◆ **Entries for locating named things**:
· · · · · · ·
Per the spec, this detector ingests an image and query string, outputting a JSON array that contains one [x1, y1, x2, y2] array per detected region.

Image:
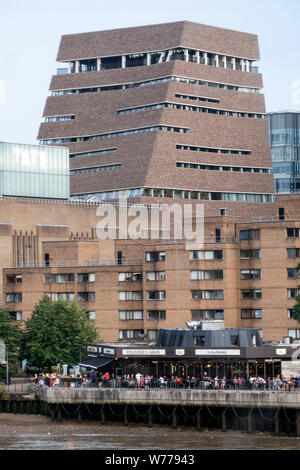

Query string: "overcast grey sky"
[[0, 0, 300, 144]]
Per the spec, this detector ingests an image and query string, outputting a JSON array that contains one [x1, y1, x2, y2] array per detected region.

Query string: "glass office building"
[[268, 111, 300, 194], [0, 142, 70, 199]]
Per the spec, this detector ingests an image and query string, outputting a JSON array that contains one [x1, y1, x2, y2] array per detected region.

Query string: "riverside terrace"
[[19, 387, 300, 436], [79, 322, 300, 380]]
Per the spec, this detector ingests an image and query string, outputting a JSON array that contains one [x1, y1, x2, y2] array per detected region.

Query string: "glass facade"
· · · · · · ·
◆ **What you are asked to do**: Echo each of the entries above line for line, omitting the pictures from your answer.

◆ **Complete answer**:
Per the spec, this detector ingests an image and query string, outputting a JSON array that contains one [x1, y1, x2, y2] array per detected region.

Image:

Query string: "overcast grey sky"
[[0, 0, 300, 144]]
Per the spec, this detector ingests an image and query string, outputting a JSON array that contains one [x1, y1, x2, y2] array per detected region.

Query string: "glass office building"
[[268, 111, 300, 194], [0, 142, 70, 199]]
Per the spec, this detector ingests an image and query string, outputting a JSON array that contains one [x1, y1, x2, y2] array per detected region.

Query string: "riverside terrace"
[[19, 387, 300, 436], [79, 322, 300, 380]]
Per the spec, this detector ingests an image and query string, outputting a JSON array that contains one [x1, y1, x2, y2] array per detected region.

Query string: "glass facade"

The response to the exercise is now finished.